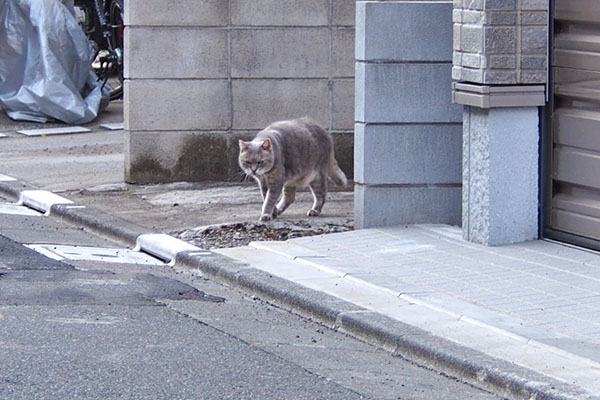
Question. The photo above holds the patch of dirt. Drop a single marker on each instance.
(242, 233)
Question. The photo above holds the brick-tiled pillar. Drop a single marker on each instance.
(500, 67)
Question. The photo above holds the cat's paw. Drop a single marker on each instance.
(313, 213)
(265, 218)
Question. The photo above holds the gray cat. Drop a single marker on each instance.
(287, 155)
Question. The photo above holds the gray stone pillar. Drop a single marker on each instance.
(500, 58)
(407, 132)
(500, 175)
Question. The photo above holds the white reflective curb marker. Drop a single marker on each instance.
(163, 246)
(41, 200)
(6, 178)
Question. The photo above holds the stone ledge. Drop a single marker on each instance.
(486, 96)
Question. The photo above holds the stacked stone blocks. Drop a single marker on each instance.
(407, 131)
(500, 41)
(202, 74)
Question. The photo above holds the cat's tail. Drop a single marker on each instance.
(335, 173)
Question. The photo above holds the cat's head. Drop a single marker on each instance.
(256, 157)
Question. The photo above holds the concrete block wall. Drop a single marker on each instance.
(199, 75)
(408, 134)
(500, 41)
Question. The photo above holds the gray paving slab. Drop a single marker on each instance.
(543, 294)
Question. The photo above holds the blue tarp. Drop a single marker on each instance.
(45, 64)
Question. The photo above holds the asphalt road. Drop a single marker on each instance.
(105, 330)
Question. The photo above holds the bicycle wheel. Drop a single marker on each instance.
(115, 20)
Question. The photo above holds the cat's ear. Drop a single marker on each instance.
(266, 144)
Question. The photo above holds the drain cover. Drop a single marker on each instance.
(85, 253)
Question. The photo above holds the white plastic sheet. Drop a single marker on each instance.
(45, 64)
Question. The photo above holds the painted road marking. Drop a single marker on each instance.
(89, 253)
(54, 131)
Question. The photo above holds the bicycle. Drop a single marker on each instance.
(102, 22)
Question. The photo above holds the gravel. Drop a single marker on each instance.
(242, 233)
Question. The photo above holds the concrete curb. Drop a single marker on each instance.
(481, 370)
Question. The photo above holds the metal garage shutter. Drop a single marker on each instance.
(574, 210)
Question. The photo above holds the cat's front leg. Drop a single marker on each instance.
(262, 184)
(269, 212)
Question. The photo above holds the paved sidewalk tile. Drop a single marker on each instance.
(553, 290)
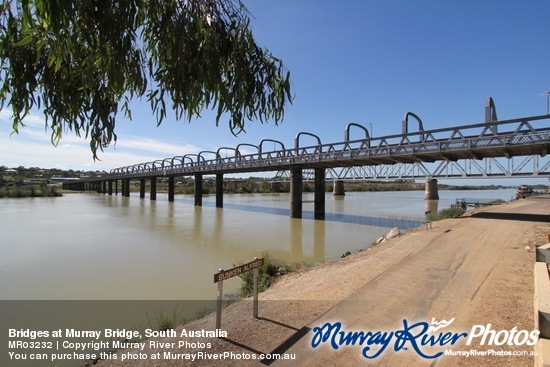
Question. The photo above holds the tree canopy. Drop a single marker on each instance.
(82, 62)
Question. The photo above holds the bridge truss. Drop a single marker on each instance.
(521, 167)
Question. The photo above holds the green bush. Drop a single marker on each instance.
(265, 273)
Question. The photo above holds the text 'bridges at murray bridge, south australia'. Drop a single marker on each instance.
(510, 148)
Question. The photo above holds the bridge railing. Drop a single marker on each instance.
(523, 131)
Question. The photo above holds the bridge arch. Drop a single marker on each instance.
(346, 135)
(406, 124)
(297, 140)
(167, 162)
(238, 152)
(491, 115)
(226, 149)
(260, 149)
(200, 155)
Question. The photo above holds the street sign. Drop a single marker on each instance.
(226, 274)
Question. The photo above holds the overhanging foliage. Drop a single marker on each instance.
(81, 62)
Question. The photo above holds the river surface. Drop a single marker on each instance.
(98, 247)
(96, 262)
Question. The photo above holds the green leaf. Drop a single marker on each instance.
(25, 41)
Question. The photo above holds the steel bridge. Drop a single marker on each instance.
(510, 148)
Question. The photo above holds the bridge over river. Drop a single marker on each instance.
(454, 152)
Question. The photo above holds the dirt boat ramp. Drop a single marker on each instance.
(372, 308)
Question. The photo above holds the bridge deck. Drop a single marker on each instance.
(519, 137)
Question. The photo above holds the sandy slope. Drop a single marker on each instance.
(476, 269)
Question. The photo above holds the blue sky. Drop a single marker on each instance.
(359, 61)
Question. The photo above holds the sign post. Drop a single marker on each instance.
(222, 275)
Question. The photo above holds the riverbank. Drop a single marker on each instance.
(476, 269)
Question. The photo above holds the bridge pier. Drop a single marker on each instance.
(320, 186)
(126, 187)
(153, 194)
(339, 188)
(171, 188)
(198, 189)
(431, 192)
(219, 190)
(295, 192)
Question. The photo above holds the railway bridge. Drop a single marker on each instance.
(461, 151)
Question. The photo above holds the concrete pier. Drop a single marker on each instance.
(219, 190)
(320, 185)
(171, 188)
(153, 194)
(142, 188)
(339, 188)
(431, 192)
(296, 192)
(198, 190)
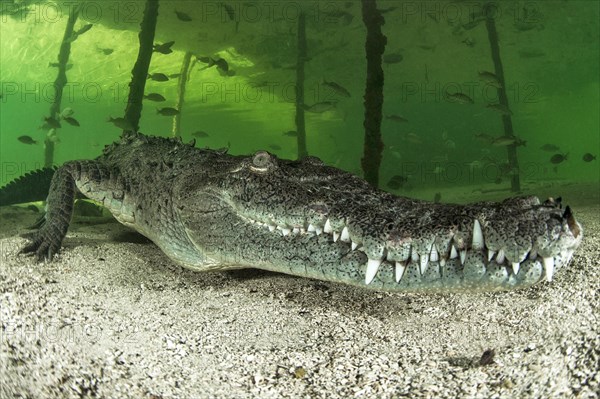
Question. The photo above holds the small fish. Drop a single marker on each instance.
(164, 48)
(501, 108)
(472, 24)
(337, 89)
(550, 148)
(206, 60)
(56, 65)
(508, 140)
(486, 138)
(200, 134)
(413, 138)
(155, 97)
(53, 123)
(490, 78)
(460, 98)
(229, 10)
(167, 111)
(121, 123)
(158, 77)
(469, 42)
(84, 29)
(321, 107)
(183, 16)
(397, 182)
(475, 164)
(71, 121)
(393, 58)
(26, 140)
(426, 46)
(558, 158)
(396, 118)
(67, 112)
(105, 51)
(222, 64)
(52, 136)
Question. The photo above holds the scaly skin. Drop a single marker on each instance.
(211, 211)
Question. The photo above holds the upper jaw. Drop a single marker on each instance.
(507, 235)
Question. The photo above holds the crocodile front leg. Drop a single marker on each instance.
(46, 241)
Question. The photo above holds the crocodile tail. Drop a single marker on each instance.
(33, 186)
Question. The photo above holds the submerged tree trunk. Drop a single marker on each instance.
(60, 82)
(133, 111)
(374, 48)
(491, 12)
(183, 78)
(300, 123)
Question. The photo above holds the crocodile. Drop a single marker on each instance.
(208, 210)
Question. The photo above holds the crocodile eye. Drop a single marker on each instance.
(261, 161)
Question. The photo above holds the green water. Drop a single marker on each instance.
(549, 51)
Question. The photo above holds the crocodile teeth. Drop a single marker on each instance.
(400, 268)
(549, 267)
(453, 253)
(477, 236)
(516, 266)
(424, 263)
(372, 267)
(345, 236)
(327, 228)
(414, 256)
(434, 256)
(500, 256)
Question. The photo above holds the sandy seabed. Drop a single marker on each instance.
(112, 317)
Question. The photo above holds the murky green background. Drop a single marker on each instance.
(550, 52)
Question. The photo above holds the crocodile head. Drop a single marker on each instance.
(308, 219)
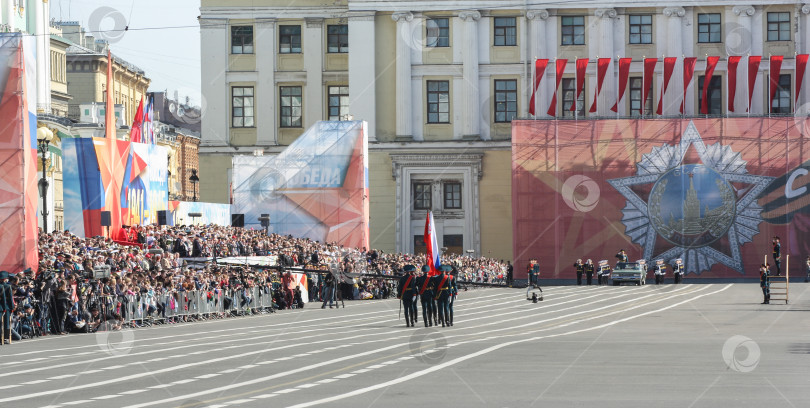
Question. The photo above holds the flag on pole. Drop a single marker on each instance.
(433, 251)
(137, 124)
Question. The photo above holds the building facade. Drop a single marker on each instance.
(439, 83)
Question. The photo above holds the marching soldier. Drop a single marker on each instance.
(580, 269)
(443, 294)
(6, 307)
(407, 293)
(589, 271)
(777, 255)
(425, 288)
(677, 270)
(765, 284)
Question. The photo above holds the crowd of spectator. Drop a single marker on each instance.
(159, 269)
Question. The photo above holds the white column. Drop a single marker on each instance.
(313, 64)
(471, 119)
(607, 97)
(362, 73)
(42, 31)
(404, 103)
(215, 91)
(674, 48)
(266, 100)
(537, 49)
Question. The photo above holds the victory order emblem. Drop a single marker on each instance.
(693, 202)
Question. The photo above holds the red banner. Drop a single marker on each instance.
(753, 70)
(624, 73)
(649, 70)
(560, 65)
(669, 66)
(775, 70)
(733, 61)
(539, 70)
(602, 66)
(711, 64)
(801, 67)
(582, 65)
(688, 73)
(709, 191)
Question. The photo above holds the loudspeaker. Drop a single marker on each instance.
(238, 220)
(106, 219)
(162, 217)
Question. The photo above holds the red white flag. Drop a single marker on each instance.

Exercise details:
Copy out the data above exactly, except the pictures.

The completed task:
Question. The photo above holds the patch of dirt. Drop a single marker on each instance.
(242, 233)
Question. The photo above holds the brick-tiled pillar. Drop a single marker on each instance.
(500, 67)
Question. The photo above holds the cat's paw. Drop a single marker on each instance.
(313, 213)
(265, 218)
Question. The photo above holds the gray cat. Drop a single marker on each instance.
(287, 155)
Question. The photo above holds the gray stone pillar. Drop a single marker on each instance.
(500, 58)
(407, 132)
(500, 175)
Question. The photo above holds the white reflective curb marker. Drop a single marker on each instance.
(163, 246)
(41, 200)
(6, 178)
Question. The photo above holds the stone ledge. Drop a single marker on each instance.
(486, 96)
Question. The photo above holds the stacked stone blocks. Drop a single marker on each instance.
(407, 131)
(500, 41)
(202, 74)
Question. The photo above holds the cat's tail. Drop a single marker on each instance.
(335, 173)
Question. The photo above holds the cat's head. Drop a single marker on each instance.
(256, 157)
Question. The photo above holds the concrete block wall. Drop a single marker on each instance.
(199, 75)
(408, 134)
(500, 41)
Question. The photo above holds the gray paving slab. Drop a single marker on each instance.
(543, 294)
Question. The photo above holds the blue tarp. Drop a single marker on each instance.
(45, 64)
Question. The photo above holds the asphalt road. Drop a single marker on each instance.
(105, 330)
Question. The photo above holds the bicycle wheel. Drop a single marker on each instance.
(115, 20)
Question. The photo above holds the cat's ear. Drop a single marker on each instance.
(266, 144)
Question. The photo above holds the drain cover. Drop a single marker on each instance.
(85, 253)
Question. The photo above holds the white plastic sheet. Drop a single marker on each instance.
(45, 64)
Question. The photo above holds the painted road marking. Drop a single marker on each instance.
(89, 253)
(54, 131)
Question. The photo above holds the bicycle. Drop a single marker on each instance.
(102, 22)
Question. The photo above holds the gravel. Drop a single marker on each instance.
(242, 233)
Question. The photo above holds the concrete curb. Drop a single marker on each instance.
(481, 370)
Question. The photo above holds the metal garage shutter. Drop a single marker on each instance.
(574, 210)
Question. The photo above holds the cat's front leg. Drop a single marker on each instance.
(262, 184)
(269, 212)
Question. The photo above holds the paved sidewalk tile. Drop a single marker on each instance.
(553, 290)
Question. The photo above holds the tree canopy. Drop a single marker on each instance.
(82, 62)
Question. The photo above holds the bridge truss. Drop a single marker on each instance.
(521, 167)
Question. The photo above holds the green bush. Drop a single marker on each instance.
(265, 273)
Question. The photo above holds the text 'bridges at murray bridge, south australia'. Drop a single marker on each instance.
(510, 148)
Question. The photo above holds the bridge railing. Drop a single marker on each instance.
(523, 131)
Question. The photo above holds the bridge arch. Drop a single marker on each instance.
(346, 135)
(406, 124)
(297, 140)
(167, 162)
(238, 152)
(491, 115)
(226, 149)
(260, 149)
(200, 155)
Question. The photo above holds the street sign. Drop a single marker on each instance.
(226, 274)
Question. The photo above holds the overhanging foliage. Drop a single marker on each instance.
(81, 62)
Question. The photo above holds the river surface. Drop a single marker on each instance.
(98, 247)
(96, 262)
Question. The photo above holds the green leaf. Drop a single marker on each instance.
(25, 41)
Question. The photo above holds the steel bridge. Drop a single marker on each instance.
(510, 148)
Question. The photo above holds the bridge over river. Drop a single marker on each instance.
(454, 152)
Question. The photo above holds the dirt boat ramp. Drop a single marker on each instance.
(372, 308)
Question. The photo above holds the bridge deck. Drop a single marker on each instance.
(519, 137)
Question. The photo above holds the sandy slope. Drop a single marker on each instance.
(476, 269)
Question. The photo above holds the blue sky. Drop a single marker on each instance.
(359, 61)
Question. The photo above holds the sign post. Drop a single marker on each instance.
(222, 275)
Question. The photo above holds the riverbank. Drop a single marker on each instance.
(476, 269)
Question. The photo above holds the bridge pier. Drop a single marker on each instance.
(320, 186)
(126, 187)
(153, 194)
(339, 188)
(171, 188)
(198, 189)
(431, 192)
(219, 190)
(295, 192)
Question. The photo above holds the railway bridge. Drop a single marker on each instance.
(461, 151)
Question. The photo above holds the concrete pier. Drop a single marker on each instance.
(219, 190)
(320, 185)
(171, 188)
(153, 194)
(142, 188)
(339, 188)
(431, 192)
(296, 192)
(198, 190)
Question. The photo above holds the small fish. Drop a single marker on each instance.
(164, 48)
(501, 108)
(472, 24)
(337, 89)
(550, 148)
(206, 60)
(56, 65)
(508, 140)
(486, 138)
(200, 134)
(413, 138)
(155, 97)
(53, 123)
(490, 78)
(460, 98)
(229, 10)
(167, 111)
(121, 123)
(158, 77)
(469, 42)
(84, 29)
(321, 107)
(183, 16)
(397, 182)
(475, 164)
(71, 121)
(393, 58)
(26, 140)
(426, 46)
(558, 158)
(396, 118)
(67, 112)
(105, 51)
(222, 64)
(52, 136)
Question. The photo above holds the scaly skin. Drop a single marker on each instance.
(211, 211)
Question. The photo above holds the upper jaw. Drop a single marker on each instance.
(507, 235)
Question. The photo above holds the crocodile front leg. Drop a single marker on each instance.
(46, 241)
Question. The photo above holds the crocodile tail. Drop a single marker on each instance.
(33, 186)
Question. The photo above holds the submerged tree trunk. Drop a single marker on each instance.
(60, 82)
(133, 111)
(374, 48)
(491, 12)
(183, 78)
(300, 123)
Question. The photo above holds the crocodile. Drop a single marker on each instance.
(208, 210)
Question. The photo above holds the crocodile eye. Drop a single marker on each instance.
(261, 161)
Question. The photo above holds the green water. Drop a single marker on each instance.
(549, 51)
Question. The photo above holds the crocodile teeth. Drop a single marker on each instance.
(400, 268)
(549, 267)
(453, 253)
(477, 236)
(516, 266)
(424, 263)
(372, 267)
(345, 236)
(327, 228)
(414, 256)
(434, 256)
(500, 256)
Question. The photo above holds the sandy seabed. Drop a single marker on each instance.
(112, 317)
Question. The photo above holds the murky green background. Drop a single marker on each instance.
(550, 52)
Question. The photo above holds the crocodile head. Drop a single marker on each instance.
(308, 219)
Question. The photo above holds the flag on pole. Drop a single marker on each instance.
(433, 251)
(137, 124)
Question. The photo above holds the building facade. Drop a single marker on each instance.
(439, 83)
Question. The photo above holds the marching soldier. Drop a single marker on each instance.
(580, 269)
(443, 294)
(6, 307)
(407, 293)
(589, 271)
(777, 255)
(425, 288)
(677, 270)
(765, 284)
Question. The photo above holds the crowd of spectator. Drop a single marker on each instance.
(159, 269)
Question. The photo above holds the white column. Drop a single marker on each instance.
(313, 64)
(471, 119)
(607, 97)
(362, 73)
(42, 31)
(404, 103)
(215, 91)
(674, 48)
(266, 100)
(537, 49)
Question. The photo above holds the victory order emblem. Drop a single marker on each instance.
(693, 202)
Question. The photo above holds the red banner. Drop a single marker on each instance.
(753, 70)
(624, 73)
(649, 70)
(560, 65)
(669, 66)
(775, 70)
(733, 61)
(539, 70)
(602, 66)
(711, 64)
(801, 67)
(582, 65)
(688, 73)
(709, 191)
Question. The photo above holds the loudspeaker. Drop a single marker on each instance.
(238, 220)
(106, 219)
(162, 217)
Question. The photo above holds the red white flag. Drop a single marker on each instance.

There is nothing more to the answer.